* [Text under study]:
Scientists exploring the evolutionary origin of language have detected a vocal communication system among wild chimpanzees more complex and structured than previously known, with a dozen call types combined into hundreds of different sequences.
The researchers made more than 4800 recordings of vocalisations produced by members of three groups of chimpanzees inhabiting Ivory Coast's Tai National Park, one of the last major remnants of old-growth tropical forest in West Africa and home to a rich array of plants and animals.
Chimpanzees, which along with their cousins the bonobos are the closest living genetic relatives to people, are intelligent and highly social apes that make and utilise tools and can be taught some basic human signing from sign language.
Scientists have long known that chimpanzees use various vocalisations in the wild, but the new study offered a comprehensive examination of this intra-species communication.
"It is not a language but it is amongst the most complex forms of communication described in a non-human animal," said behavioural ecologist Cedric Girard-Buttoz of French research agency CNRS's Institute for Cognitive Science and lead author of the study.
The call types included a grunt, a panted grunt, a hoo sound, a pant hoot, a bark sound, a panted bark, a pant, a scream, a panted scream, a whimper, a panted roar and the non-vocal lip smack and raspberry sounds.
The researchers determined that these call types were used in 390 different sequences.

* [Data supplied]:
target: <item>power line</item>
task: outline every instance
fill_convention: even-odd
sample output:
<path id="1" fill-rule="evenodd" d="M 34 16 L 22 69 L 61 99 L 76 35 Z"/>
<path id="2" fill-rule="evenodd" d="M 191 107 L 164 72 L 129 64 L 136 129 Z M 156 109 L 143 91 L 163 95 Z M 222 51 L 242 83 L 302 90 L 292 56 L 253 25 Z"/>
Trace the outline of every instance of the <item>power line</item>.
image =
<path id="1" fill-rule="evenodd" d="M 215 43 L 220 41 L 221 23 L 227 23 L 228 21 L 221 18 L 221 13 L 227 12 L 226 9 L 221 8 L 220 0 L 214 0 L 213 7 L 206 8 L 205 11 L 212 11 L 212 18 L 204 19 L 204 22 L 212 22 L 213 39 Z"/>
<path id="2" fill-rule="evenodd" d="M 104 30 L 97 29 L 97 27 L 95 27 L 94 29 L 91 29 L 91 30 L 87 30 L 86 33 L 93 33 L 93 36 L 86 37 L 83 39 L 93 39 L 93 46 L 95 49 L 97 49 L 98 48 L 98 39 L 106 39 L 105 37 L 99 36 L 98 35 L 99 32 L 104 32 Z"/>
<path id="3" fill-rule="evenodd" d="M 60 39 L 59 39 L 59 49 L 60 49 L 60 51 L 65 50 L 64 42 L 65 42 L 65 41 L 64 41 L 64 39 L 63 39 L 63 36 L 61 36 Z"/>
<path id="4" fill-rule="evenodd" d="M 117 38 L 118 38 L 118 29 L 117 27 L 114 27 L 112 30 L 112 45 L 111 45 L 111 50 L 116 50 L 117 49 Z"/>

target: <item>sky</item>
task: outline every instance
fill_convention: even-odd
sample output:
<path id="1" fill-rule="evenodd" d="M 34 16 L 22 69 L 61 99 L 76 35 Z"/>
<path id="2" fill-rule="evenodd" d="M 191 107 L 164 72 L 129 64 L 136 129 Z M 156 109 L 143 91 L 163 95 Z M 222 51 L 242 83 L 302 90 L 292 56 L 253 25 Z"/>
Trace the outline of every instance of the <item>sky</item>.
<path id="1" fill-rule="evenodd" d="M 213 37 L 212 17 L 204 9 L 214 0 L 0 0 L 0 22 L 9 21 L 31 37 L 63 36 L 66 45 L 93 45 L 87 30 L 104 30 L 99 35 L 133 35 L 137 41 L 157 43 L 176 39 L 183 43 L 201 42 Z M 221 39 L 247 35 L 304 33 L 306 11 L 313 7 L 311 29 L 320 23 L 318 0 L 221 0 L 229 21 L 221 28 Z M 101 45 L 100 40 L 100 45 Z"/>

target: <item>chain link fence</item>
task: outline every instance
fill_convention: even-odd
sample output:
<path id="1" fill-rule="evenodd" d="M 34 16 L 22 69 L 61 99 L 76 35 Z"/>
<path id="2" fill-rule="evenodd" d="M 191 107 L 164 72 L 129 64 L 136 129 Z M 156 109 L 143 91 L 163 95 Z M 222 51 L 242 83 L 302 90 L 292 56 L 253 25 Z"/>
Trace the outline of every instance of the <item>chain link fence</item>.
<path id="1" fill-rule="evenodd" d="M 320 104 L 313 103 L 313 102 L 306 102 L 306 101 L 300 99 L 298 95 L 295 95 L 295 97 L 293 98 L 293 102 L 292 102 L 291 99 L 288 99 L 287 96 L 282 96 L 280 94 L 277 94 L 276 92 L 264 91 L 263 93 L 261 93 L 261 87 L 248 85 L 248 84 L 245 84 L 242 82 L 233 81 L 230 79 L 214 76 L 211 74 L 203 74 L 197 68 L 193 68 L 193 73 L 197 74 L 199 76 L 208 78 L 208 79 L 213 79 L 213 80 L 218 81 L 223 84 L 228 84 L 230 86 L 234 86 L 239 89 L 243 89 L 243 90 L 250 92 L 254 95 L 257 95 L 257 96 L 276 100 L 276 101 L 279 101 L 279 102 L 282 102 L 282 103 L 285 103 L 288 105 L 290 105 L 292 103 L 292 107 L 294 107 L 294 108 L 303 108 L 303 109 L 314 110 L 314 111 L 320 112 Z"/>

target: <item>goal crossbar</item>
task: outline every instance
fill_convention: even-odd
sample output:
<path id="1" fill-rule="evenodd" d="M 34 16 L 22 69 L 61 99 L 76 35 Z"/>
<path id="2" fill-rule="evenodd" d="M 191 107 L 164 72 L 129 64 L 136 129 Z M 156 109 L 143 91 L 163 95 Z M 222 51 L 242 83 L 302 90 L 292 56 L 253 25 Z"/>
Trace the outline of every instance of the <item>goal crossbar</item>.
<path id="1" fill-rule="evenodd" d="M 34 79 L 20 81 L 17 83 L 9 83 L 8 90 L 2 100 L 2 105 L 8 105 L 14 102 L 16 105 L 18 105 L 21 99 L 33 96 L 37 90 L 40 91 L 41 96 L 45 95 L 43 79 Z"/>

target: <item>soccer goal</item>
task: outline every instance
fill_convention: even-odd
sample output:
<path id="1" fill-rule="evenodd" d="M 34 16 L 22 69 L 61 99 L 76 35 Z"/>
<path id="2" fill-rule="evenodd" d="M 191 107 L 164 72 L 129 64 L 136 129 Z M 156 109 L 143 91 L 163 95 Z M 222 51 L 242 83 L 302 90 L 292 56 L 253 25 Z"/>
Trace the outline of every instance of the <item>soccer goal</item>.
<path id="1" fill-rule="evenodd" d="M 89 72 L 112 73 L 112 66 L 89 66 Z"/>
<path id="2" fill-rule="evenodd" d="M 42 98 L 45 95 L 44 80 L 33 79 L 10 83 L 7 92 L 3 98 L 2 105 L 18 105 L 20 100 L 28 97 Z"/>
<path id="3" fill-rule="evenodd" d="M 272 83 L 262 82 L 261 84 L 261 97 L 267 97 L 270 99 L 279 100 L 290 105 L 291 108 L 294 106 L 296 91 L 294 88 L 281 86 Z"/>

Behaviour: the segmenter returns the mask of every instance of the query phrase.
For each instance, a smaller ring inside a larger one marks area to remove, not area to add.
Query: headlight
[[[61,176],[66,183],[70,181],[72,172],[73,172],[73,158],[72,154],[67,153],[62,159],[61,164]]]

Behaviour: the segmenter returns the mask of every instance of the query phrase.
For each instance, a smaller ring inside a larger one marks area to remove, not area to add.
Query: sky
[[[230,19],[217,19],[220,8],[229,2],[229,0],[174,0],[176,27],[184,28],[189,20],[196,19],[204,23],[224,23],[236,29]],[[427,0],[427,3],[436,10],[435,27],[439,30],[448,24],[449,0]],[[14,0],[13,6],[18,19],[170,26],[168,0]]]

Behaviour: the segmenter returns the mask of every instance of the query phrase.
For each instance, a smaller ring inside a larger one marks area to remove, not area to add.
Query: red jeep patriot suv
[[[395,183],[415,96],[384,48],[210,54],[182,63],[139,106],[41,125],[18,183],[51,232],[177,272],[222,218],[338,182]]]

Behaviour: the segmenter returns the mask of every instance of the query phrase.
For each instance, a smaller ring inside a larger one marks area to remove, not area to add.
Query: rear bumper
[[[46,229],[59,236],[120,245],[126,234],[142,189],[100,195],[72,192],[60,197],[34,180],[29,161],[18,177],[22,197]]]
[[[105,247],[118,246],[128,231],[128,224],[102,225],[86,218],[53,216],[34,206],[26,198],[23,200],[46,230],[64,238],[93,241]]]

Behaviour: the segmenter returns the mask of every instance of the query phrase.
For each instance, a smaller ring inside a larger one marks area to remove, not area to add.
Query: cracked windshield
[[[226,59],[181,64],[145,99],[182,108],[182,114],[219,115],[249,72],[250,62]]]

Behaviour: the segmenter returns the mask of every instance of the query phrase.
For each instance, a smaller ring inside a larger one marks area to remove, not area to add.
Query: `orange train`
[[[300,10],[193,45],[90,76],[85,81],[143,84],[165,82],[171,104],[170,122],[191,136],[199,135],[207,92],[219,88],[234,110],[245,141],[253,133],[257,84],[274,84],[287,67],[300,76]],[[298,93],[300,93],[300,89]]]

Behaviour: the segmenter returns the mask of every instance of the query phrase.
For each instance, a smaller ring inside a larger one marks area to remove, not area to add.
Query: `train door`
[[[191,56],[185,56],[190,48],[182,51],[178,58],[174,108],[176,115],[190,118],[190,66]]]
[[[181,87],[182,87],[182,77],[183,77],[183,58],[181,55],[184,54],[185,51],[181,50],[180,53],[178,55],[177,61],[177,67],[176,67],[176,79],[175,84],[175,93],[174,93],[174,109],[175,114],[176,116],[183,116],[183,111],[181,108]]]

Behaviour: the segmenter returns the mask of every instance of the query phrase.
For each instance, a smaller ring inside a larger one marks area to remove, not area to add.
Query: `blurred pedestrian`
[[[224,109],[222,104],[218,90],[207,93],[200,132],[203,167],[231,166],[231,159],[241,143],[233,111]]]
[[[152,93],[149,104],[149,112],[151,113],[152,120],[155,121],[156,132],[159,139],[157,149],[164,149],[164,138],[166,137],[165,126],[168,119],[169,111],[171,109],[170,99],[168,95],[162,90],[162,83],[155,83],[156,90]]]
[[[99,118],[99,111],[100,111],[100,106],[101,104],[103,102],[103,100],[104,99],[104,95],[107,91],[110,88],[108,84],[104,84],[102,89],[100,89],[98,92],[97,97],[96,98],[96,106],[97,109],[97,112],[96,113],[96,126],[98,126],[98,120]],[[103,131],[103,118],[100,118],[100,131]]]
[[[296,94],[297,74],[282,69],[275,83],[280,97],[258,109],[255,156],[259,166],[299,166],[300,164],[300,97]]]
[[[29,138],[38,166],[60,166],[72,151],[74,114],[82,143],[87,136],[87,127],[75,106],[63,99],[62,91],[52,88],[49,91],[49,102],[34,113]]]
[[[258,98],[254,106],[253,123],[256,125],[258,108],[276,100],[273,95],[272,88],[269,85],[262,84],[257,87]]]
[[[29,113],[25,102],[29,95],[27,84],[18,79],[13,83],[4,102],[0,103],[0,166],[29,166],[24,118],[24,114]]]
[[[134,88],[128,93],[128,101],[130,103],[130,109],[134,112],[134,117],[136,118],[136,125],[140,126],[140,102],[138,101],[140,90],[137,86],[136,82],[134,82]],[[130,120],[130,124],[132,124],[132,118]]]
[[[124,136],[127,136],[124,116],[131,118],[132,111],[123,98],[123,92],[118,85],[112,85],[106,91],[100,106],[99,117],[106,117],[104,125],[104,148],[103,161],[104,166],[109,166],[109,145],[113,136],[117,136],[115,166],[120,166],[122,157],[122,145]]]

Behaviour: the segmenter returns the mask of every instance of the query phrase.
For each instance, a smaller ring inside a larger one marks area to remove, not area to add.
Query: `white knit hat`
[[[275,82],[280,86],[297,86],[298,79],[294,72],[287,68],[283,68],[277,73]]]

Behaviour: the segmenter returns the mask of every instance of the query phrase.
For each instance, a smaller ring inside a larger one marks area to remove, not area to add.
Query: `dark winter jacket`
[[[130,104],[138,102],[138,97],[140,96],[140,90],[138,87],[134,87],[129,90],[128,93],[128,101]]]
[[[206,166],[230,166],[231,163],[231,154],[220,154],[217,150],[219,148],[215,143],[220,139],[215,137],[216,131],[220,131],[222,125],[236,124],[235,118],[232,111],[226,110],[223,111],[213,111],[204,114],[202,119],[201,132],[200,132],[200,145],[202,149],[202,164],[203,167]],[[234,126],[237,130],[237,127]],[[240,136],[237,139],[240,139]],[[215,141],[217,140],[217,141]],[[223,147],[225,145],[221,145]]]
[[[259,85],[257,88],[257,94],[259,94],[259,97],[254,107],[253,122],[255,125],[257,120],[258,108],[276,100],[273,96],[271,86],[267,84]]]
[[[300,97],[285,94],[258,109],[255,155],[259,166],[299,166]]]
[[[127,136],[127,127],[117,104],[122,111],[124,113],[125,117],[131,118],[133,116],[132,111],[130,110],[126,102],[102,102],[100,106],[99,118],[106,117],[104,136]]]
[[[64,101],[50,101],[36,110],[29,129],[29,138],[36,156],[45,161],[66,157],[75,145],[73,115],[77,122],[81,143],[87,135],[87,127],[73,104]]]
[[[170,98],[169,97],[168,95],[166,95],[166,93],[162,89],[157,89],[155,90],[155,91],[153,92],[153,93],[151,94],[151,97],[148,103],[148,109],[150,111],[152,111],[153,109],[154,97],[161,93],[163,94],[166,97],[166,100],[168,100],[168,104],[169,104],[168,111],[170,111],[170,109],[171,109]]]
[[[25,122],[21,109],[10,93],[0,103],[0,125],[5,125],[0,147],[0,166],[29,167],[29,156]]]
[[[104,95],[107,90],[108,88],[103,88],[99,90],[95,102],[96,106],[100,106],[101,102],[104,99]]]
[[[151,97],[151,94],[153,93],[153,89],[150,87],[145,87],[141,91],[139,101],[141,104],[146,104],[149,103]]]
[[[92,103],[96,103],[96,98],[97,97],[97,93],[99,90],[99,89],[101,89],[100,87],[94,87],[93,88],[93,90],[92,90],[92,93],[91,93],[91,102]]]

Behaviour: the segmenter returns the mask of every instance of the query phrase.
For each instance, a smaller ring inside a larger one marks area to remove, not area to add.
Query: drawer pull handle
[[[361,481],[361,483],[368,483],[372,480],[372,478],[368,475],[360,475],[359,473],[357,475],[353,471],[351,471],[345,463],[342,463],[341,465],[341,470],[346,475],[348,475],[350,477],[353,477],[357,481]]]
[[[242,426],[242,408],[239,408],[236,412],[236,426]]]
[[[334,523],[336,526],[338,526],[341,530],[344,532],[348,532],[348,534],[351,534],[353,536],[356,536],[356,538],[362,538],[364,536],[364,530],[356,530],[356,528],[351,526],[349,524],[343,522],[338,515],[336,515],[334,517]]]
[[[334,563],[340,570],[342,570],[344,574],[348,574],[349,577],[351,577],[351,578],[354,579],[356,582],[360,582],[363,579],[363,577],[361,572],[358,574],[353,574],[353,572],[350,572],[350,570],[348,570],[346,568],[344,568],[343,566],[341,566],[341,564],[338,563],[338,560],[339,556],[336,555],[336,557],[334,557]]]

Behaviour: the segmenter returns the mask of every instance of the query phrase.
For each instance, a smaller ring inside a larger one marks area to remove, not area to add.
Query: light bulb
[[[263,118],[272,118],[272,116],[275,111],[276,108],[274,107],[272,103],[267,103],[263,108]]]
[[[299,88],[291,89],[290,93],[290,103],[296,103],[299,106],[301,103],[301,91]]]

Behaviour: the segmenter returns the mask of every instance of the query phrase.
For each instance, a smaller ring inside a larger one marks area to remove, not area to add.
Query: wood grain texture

* [Requirement]: Continue the article on chimpanzee vocal communication, starting after its last sentence.

* [Final answer]:
The order in which the chimpanzees produced the calls appeared to follow rules and structure, though the study did not include conclusions about any potential meanings.
"The key finding is the ability of a primate other than humans to produce several structured vocal sequences and to recombine small sequences with two calls into longer sequences by adding calls to it," Girard-Buttoz said.
"It is important because it shows the premise of structured communication which could have been the foundation of the evolution towards syntax in our language."
The researchers want to learn whether the various sequences communicate a wider range of meanings in the complex social environment of the chimpanzees.
The researchers are not certain whether chimpanzee vocal communication may be similar to the beginnings of language in the human evolutionary lineage.
Humans and chimpanzees share a common ancestor but split into separate lineages perhaps seven million years ago.
The study was published this week in the journal Communications Biology.